Problème court → Indiquez si chacune des affirmations suivantes concorde avec le texte fourni, en répondant par oui ou par non et en citant exactement les mots du texte qui tranchent : (a) les voyageurs arrivent à Tacoma en bateau ; (b) une cycliste rencontrée sur le bateau leur donne des conseils ; (c) les tables du pub sont couvertes de nappes en tissu.

Texte fourni →
Avec le bateau, nous arrivons à Tacoma, une ville organisée
en petits ghettos de riches qui se font construire des clôtures
géantes pour restreindre l’accès aux seuls résidents.
Avec les conseils d’une cycliste rencontrée sur le bateau,
nous arrivons à rouler sur des pistes cyclables et des petites
routes secondaires qui offrent un trajet plus agréable. On arrête
pour la nuit dans un petit spot caché dans les buissons où
tous les chiens de la ville vont probablement chier. Il fait assez froid
et pour ne pas cailler dans not’e tente, on décide d’aller
se boire un chocolat chaud au Brandy’s Pub, ou quelques choses
du genre, que l’on avait croisé sur la route. La place
me rassure dans mon idéal du rustique américain avec une
ambiance pseudo-country renouvelée, avec des murs de faux-bois
et des tables recouvertes de nappes carreautées en plastique.
Les gens arborent le jeans stretch et la chemise originale bien insérée
dans le pantalon, et se séduisent par un jeu de corps non-subtil
autour d’une table de billard. En tout cas, le genre de place
qui te change les idées.

Lignes provenant d'une source de données
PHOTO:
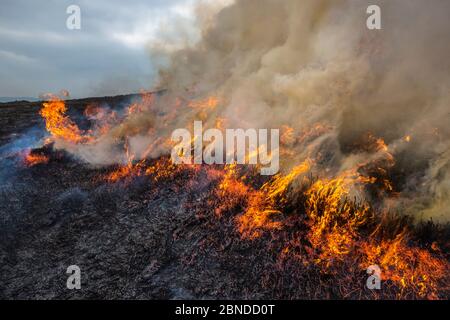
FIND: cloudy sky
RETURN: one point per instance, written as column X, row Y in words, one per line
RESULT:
column 109, row 55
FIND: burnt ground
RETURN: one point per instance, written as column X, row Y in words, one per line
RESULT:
column 134, row 239
column 141, row 238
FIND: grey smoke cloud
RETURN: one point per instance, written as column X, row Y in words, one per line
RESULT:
column 38, row 54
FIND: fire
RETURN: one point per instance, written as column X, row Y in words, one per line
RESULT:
column 59, row 124
column 340, row 223
column 32, row 159
column 334, row 221
column 410, row 267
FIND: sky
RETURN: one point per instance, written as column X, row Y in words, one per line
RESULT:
column 109, row 55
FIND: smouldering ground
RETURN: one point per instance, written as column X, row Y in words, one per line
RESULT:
column 152, row 230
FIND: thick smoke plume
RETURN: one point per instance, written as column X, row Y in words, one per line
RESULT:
column 308, row 66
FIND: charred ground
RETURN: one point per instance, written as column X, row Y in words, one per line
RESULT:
column 157, row 236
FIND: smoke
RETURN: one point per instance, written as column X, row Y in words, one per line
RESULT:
column 306, row 63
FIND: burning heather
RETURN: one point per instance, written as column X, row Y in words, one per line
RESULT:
column 364, row 162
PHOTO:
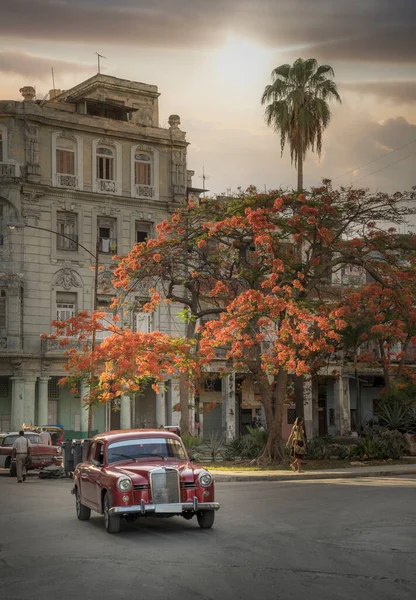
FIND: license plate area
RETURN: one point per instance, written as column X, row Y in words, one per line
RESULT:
column 168, row 508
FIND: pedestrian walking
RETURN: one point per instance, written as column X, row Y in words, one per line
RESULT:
column 46, row 437
column 297, row 445
column 21, row 450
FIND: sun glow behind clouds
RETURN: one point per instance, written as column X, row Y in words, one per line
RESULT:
column 240, row 62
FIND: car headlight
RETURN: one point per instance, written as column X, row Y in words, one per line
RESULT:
column 205, row 479
column 124, row 484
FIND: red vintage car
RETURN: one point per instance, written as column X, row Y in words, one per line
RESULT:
column 142, row 472
column 41, row 454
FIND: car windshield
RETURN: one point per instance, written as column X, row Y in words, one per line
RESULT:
column 145, row 448
column 10, row 439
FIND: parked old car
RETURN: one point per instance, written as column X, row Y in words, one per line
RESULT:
column 41, row 454
column 139, row 473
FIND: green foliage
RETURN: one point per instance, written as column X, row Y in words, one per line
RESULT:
column 214, row 444
column 382, row 445
column 246, row 447
column 191, row 442
column 397, row 410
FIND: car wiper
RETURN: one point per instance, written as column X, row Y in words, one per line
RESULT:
column 152, row 455
column 125, row 456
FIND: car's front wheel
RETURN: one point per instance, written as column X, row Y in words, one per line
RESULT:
column 205, row 518
column 12, row 468
column 112, row 522
column 83, row 512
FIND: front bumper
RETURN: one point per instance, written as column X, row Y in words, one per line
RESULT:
column 176, row 508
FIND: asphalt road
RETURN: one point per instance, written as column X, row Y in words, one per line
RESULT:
column 311, row 540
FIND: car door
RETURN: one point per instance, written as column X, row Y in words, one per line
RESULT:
column 95, row 474
column 91, row 475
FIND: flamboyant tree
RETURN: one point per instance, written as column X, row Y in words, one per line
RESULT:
column 261, row 262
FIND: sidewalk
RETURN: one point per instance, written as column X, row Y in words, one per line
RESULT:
column 348, row 473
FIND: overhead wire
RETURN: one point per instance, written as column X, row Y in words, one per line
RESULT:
column 376, row 159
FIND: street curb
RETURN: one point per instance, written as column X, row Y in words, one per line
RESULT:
column 219, row 478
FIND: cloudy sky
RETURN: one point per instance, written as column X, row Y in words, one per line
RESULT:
column 211, row 60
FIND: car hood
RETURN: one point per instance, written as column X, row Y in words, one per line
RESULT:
column 140, row 470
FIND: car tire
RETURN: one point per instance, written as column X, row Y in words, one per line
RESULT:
column 205, row 518
column 12, row 469
column 83, row 512
column 112, row 522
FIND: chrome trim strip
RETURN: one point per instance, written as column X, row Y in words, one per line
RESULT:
column 151, row 508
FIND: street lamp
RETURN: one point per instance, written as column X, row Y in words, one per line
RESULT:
column 19, row 225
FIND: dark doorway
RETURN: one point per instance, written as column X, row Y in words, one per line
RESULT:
column 322, row 418
column 246, row 419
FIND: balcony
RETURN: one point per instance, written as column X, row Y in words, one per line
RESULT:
column 9, row 170
column 67, row 181
column 144, row 191
column 54, row 346
column 106, row 186
column 107, row 245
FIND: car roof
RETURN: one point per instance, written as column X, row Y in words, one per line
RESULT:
column 26, row 432
column 126, row 434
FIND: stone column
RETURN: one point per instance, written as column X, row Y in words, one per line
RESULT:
column 229, row 407
column 307, row 406
column 342, row 405
column 83, row 415
column 17, row 403
column 160, row 408
column 29, row 399
column 42, row 400
column 125, row 412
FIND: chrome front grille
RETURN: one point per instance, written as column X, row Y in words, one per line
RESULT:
column 165, row 486
column 139, row 487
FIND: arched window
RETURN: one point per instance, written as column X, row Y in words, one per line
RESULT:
column 142, row 169
column 2, row 309
column 67, row 160
column 144, row 172
column 105, row 163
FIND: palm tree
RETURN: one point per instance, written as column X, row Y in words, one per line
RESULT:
column 297, row 107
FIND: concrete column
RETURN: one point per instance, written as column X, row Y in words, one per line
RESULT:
column 192, row 416
column 229, row 408
column 342, row 405
column 29, row 399
column 307, row 406
column 83, row 420
column 17, row 403
column 43, row 400
column 160, row 408
column 125, row 412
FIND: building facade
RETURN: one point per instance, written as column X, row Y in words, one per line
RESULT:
column 89, row 172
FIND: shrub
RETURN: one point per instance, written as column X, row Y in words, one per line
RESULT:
column 247, row 446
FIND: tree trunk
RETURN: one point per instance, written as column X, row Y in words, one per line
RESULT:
column 358, row 400
column 273, row 402
column 299, row 396
column 184, row 385
column 300, row 173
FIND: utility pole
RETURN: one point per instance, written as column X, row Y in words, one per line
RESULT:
column 204, row 178
column 98, row 59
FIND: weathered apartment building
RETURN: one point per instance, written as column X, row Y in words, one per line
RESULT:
column 94, row 165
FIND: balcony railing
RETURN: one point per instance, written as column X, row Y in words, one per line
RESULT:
column 8, row 170
column 68, row 181
column 107, row 186
column 55, row 345
column 107, row 245
column 144, row 191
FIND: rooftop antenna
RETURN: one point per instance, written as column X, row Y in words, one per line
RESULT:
column 204, row 178
column 98, row 58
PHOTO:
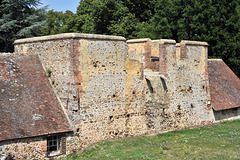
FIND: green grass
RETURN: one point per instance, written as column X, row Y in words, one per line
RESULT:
column 220, row 142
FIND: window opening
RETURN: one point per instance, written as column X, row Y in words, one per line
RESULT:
column 149, row 86
column 53, row 144
column 164, row 85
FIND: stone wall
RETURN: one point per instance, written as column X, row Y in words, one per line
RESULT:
column 227, row 114
column 178, row 94
column 34, row 147
column 101, row 89
column 29, row 148
column 111, row 89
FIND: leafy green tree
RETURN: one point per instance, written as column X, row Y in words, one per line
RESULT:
column 19, row 19
column 56, row 22
column 213, row 21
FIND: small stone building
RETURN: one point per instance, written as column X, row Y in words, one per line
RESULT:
column 224, row 89
column 32, row 124
column 63, row 93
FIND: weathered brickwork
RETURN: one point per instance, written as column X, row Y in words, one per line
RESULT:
column 32, row 148
column 112, row 89
column 178, row 93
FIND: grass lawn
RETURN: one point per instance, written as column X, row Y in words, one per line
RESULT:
column 220, row 142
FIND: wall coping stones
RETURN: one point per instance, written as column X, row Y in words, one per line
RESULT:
column 195, row 43
column 167, row 41
column 214, row 59
column 139, row 40
column 70, row 36
column 147, row 74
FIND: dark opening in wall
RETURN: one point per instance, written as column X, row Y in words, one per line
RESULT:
column 149, row 86
column 189, row 89
column 164, row 84
column 179, row 107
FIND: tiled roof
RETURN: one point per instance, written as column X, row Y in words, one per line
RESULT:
column 224, row 85
column 28, row 105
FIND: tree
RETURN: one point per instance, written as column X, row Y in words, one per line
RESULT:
column 213, row 21
column 56, row 22
column 19, row 19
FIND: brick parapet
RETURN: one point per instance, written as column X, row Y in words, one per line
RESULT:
column 69, row 36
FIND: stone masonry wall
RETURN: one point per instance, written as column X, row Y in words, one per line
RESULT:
column 111, row 90
column 29, row 148
column 178, row 94
column 100, row 88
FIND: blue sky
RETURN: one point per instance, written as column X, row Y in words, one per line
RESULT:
column 61, row 5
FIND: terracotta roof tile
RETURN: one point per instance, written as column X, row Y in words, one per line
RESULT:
column 224, row 85
column 28, row 105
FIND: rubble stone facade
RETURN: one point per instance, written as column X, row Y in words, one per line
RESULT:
column 112, row 89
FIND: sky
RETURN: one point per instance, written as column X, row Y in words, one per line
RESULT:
column 61, row 5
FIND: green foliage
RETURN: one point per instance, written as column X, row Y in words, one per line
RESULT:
column 19, row 19
column 56, row 22
column 219, row 141
column 216, row 22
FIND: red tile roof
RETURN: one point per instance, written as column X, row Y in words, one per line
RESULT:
column 28, row 105
column 224, row 85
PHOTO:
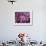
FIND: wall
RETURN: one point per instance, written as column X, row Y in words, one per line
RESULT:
column 9, row 31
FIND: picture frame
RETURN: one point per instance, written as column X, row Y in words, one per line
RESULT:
column 23, row 18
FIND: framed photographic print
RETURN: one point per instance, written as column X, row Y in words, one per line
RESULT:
column 23, row 18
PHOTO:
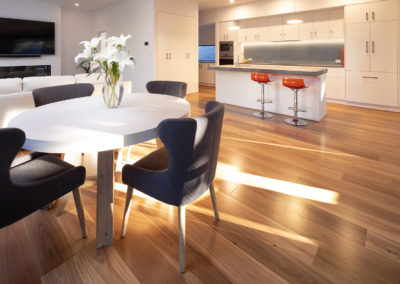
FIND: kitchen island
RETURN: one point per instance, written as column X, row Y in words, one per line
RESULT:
column 234, row 86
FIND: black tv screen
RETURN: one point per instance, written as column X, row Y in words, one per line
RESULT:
column 26, row 38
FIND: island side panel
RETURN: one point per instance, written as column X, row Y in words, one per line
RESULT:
column 236, row 88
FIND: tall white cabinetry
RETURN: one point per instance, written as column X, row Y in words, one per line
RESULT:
column 176, row 49
column 372, row 53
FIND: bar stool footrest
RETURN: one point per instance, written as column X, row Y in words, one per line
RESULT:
column 265, row 102
column 299, row 110
column 298, row 122
column 263, row 115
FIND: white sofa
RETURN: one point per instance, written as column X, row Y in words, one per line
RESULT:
column 16, row 93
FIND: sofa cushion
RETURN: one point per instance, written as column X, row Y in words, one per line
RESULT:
column 12, row 105
column 31, row 83
column 9, row 86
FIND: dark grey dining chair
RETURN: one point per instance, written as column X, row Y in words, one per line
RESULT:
column 47, row 95
column 29, row 182
column 183, row 170
column 172, row 88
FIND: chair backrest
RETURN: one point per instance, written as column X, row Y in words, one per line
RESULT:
column 193, row 146
column 172, row 88
column 44, row 96
column 11, row 141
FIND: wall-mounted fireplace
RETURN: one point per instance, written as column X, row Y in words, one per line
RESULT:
column 24, row 71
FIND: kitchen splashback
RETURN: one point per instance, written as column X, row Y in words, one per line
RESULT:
column 312, row 52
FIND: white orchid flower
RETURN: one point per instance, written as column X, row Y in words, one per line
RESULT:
column 93, row 43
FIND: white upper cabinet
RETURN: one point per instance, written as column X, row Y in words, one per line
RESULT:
column 372, row 12
column 274, row 29
column 357, row 47
column 289, row 31
column 383, row 37
column 225, row 33
column 177, row 49
column 306, row 28
column 321, row 25
column 357, row 13
column 372, row 45
column 336, row 23
column 383, row 11
column 256, row 30
column 326, row 24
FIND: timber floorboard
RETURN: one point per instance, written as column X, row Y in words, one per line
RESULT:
column 314, row 204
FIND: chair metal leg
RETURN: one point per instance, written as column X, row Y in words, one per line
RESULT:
column 182, row 232
column 80, row 211
column 263, row 113
column 214, row 200
column 128, row 202
column 295, row 120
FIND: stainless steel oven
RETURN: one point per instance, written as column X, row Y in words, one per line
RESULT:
column 226, row 53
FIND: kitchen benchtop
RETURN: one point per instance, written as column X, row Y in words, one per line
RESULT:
column 273, row 69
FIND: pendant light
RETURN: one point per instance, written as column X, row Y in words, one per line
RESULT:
column 234, row 26
column 294, row 20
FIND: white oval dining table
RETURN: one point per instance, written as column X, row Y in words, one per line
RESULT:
column 87, row 125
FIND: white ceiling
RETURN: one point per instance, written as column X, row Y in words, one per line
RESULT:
column 211, row 4
column 93, row 5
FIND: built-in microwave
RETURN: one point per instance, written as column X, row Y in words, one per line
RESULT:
column 226, row 46
column 226, row 52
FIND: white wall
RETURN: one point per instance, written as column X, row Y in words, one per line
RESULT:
column 34, row 10
column 264, row 8
column 77, row 25
column 135, row 17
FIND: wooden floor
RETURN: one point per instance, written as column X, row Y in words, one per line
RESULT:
column 319, row 204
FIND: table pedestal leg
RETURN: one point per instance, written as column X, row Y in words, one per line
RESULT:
column 105, row 198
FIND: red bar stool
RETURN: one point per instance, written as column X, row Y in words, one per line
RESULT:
column 262, row 79
column 295, row 85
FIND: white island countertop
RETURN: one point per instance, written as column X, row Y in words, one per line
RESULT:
column 273, row 69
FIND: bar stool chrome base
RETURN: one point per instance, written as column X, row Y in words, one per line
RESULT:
column 298, row 122
column 264, row 114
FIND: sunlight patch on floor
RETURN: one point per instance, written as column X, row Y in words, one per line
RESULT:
column 231, row 173
column 252, row 225
column 292, row 147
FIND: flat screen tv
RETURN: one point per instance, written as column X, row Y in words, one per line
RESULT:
column 26, row 38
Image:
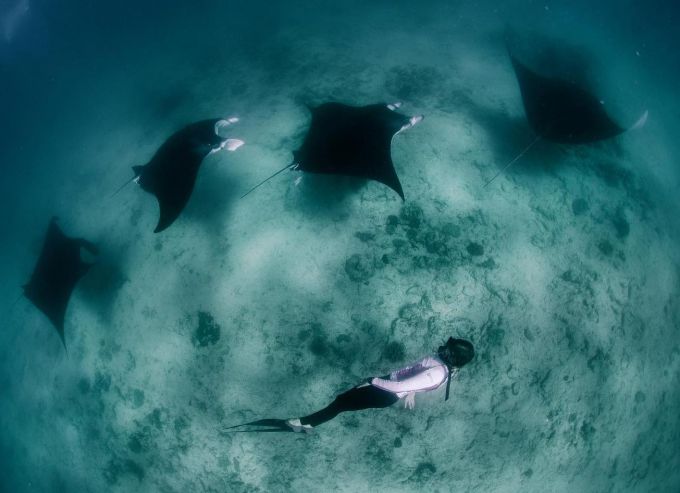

Corrigé de l'exercice →
(a) Oui : « Avec le bateau, nous arrivons à Tacoma ».
(b) Oui : « Avec les conseils d’une cycliste rencontrée sur le bateau ».
(c) Non : « des tables recouvertes de nappes carreautées en plastique ».